PROBLEM REQUIREMENTS: Report each line in the material below that contains the string "query", copying every such line in full. Treat the match as case-sensitive.

#### TASK DATA

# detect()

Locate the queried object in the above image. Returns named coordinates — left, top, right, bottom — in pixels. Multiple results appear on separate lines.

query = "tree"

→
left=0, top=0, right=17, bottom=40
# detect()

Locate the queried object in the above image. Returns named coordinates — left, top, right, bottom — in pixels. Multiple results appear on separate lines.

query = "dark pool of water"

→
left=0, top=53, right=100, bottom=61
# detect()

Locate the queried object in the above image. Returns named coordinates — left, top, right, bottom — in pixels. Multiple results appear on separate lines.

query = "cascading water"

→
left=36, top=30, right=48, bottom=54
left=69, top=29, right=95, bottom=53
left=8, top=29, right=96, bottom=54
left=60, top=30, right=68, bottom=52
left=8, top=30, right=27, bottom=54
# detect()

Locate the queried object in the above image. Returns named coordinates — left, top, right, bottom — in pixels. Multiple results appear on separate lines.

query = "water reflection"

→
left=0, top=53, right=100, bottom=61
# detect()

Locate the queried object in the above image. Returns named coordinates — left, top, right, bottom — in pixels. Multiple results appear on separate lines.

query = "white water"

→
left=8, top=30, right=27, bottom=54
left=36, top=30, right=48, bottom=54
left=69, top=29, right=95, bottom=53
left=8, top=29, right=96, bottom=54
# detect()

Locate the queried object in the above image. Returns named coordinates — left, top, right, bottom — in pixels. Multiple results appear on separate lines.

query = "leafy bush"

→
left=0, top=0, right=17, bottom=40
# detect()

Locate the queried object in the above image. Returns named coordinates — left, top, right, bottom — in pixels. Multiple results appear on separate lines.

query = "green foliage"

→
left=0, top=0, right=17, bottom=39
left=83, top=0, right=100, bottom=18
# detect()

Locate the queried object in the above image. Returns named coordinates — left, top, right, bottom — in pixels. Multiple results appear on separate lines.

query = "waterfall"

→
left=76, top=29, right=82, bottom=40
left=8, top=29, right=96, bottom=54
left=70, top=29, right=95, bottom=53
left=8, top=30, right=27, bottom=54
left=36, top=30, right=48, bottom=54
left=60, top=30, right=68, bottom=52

########

EXERCISE ANSWER:
query = "tree"
query = "dark pool of water"
query = "cascading water"
query = "water reflection"
query = "white water"
query = "leafy bush"
query = "green foliage"
query = "waterfall"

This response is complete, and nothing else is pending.